CAAFlog » September 2014 Term » United States v. Muwwakkil

CAAF decided the certified interlocutory Army case of United States v. Muwwakkil, 74 M.J. 187, No. 15-0112/AR (CAAFlog case page) (link to slip op.), on Thursday, May 28, 2015. The court unanimously affirms the trial-stage ruling by a military judge that stuck the entire testimony of an alleged victim of sexual assault because the Government lost most of the recording of the alleged victim’s testimony during the Article 32 pretrial investigation. CAAF rejects both issues certified by the Judge Advocate General of the Army, affirming the decision of the Army CCA.

Judge Ohlson writes for the court, joined by all but Judge Stucky who concurs in the result but writes separately to distinguish the Jencks Act (18 U.S.C. § 3500) from Rule for Courts-Martial 914.

Production of pre-trial statements by a witness is required by the Jencks Act, 18 U.S.C. § 3500, and the corollary Rule for Courts-Marital (RCM) 914. In this case, the Government called the alleged victim to testify at trial, but then produced only part of the recording of her pretrial testimony. The majority of the recording was lost by the Government in what the military judge determined was not an intentional act but “was certainly negligent and may amount to gross negligence.” 73 M.J. 859, 861 (A. Ct. Crim. App. Aug. 26, 2014) (quoting record).

Specifically, of approximately 2 hours and 15 minutes of testimony by the alleged victim at the Article 32 pretrial investigation, only approximately 52 minutes was preserved. 73 M.J. at 861. Considering this, the military judge concluded that “the defense counsel does not have what he needs to adequately prepare for cross-examination of [the alleged victim],” and the judge felt that the only adequate remedy was to strike the entire testimony of the alleged victim. Id.

The Government promptly appealed under Article 62. The Army CCA denied that appeal and affirmed the judge’s ruling. The Judge Advocate General of the Army then certified two issues to CAAF:

I. Whether the U.S. Army Court of Criminal Appeals erred in its application of both the federal Jencks Act (18 U.S.C. § 3500) and Rule for Courts-Martial 914.
★ ★ ★ ★
Directions> Condense the paragraph of the case summary that begins "Specifically, of approximately 2 hours" into two shorter sentences, keeping its main facts. The entries are not needed for this work.

Data supplied>
★ ★ ★ ★
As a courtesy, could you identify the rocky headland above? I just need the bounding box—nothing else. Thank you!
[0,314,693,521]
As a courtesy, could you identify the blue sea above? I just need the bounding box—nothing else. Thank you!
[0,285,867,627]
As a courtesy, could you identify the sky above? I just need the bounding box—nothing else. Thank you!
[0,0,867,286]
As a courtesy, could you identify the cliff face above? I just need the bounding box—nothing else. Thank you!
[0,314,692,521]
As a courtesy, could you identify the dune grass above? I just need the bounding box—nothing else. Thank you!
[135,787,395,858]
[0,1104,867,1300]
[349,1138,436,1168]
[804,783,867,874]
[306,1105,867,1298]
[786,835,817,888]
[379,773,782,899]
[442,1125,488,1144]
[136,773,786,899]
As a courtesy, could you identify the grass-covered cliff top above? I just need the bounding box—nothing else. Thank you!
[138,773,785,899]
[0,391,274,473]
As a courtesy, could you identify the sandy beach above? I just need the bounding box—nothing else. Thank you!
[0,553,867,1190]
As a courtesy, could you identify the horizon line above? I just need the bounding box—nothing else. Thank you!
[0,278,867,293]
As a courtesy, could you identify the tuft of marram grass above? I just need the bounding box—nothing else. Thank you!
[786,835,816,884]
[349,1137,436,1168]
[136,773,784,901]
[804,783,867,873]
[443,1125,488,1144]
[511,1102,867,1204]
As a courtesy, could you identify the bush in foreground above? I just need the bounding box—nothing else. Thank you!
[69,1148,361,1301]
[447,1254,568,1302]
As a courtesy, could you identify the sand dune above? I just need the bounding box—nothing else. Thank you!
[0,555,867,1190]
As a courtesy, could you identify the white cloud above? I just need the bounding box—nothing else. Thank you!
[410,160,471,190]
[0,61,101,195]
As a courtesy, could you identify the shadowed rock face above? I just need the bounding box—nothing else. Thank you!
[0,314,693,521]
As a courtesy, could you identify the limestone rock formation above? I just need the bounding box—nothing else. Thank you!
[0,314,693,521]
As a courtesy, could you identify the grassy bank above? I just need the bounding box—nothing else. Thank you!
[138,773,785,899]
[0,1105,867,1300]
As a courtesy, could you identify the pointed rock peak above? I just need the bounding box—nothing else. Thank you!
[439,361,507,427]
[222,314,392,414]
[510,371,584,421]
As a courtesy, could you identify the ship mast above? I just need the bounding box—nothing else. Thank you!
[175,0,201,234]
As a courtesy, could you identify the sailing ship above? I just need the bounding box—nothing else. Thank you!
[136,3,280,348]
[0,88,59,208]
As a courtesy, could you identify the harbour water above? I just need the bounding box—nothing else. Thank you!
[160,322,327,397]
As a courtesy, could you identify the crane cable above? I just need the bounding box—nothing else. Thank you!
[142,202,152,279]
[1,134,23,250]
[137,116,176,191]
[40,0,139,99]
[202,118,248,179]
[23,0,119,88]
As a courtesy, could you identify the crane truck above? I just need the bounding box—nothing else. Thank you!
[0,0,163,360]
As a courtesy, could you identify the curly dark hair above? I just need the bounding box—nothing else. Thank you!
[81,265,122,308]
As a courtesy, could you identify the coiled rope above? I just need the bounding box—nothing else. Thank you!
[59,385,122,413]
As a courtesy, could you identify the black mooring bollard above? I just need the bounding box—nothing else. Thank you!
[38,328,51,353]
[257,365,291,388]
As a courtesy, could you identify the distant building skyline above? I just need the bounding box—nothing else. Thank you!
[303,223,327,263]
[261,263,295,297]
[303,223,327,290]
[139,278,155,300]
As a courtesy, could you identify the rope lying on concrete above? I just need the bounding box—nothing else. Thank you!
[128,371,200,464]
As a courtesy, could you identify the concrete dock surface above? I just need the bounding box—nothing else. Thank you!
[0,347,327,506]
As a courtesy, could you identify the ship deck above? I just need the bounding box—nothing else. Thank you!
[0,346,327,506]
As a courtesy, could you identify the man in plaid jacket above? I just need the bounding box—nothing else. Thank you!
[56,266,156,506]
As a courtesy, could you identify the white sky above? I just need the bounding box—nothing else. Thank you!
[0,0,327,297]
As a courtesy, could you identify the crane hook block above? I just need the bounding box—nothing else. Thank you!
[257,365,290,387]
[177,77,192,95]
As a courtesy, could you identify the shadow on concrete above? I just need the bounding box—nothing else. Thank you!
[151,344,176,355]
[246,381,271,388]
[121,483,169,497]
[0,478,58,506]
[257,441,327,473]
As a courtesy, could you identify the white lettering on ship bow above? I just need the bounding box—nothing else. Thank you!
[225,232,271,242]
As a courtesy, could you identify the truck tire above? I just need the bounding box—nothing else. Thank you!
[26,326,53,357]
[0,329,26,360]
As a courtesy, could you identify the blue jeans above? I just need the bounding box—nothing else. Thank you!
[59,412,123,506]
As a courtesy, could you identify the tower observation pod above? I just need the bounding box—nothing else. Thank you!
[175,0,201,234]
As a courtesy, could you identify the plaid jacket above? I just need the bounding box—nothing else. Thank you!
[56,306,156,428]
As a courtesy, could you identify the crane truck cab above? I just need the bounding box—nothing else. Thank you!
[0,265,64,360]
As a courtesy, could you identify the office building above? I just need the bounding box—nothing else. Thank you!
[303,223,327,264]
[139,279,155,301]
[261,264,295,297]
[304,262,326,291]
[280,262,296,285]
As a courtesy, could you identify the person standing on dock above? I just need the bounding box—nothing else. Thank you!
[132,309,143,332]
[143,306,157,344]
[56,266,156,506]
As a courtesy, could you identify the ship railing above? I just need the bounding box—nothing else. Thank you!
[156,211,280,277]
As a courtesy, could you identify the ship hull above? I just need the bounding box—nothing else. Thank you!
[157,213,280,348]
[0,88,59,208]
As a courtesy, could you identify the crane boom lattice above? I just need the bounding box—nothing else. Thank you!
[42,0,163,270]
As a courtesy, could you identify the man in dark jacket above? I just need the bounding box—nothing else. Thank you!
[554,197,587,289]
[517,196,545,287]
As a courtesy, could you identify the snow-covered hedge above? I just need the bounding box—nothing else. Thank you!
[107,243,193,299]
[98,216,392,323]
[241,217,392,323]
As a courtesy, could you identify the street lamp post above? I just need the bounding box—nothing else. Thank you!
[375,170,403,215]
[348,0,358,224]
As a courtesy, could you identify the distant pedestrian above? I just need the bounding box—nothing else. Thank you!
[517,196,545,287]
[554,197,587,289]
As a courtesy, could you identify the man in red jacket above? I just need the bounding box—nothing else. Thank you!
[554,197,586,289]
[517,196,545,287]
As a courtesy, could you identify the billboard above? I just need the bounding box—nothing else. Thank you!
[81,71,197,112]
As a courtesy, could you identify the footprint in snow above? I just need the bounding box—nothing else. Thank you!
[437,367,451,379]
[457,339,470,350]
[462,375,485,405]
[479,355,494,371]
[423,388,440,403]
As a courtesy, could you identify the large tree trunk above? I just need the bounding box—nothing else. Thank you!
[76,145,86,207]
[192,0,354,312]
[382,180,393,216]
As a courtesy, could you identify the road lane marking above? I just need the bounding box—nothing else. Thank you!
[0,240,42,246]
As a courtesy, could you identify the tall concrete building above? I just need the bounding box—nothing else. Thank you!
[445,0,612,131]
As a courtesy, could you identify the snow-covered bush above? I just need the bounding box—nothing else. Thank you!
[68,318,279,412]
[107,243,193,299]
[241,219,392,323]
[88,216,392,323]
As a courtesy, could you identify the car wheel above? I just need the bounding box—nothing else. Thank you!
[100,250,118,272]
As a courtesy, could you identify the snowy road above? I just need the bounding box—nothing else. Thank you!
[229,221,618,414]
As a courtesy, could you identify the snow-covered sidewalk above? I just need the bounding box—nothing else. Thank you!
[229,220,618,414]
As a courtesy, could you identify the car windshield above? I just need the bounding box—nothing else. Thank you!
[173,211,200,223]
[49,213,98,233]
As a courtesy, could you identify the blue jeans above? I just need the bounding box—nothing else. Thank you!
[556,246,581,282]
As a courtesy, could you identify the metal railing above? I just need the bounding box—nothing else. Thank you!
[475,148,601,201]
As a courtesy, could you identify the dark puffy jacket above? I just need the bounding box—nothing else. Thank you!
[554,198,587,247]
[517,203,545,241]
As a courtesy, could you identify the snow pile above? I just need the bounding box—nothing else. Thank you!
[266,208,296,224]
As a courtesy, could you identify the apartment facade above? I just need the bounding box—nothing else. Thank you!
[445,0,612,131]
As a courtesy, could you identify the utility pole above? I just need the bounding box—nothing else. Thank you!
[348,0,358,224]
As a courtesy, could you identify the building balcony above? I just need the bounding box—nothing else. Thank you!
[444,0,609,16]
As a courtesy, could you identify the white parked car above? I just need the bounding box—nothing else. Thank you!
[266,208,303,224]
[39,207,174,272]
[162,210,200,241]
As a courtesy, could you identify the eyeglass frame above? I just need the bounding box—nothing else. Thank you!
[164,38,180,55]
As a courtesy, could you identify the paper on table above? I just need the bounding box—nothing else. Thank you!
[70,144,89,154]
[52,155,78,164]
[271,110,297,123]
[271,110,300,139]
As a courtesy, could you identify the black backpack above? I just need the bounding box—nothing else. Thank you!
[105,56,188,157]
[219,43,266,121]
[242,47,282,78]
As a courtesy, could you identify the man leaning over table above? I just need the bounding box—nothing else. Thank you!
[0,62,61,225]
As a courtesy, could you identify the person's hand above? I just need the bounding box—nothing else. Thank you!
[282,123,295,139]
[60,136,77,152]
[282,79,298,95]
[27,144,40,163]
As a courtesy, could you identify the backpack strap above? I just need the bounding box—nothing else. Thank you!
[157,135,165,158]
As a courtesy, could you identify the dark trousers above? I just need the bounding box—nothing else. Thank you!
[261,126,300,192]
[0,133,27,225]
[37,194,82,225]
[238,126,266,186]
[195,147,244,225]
★ ★ ★ ★
Answer in full> Only about 52 minutes of the alleged victim's roughly 2 hours and 15 minutes of testimony at the Article 32 pretrial investigation were preserved. Finding that defense counsel lacked what he needed to prepare for cross-examination, the military judge decided that the only adequate remedy was to strike her entire testimony.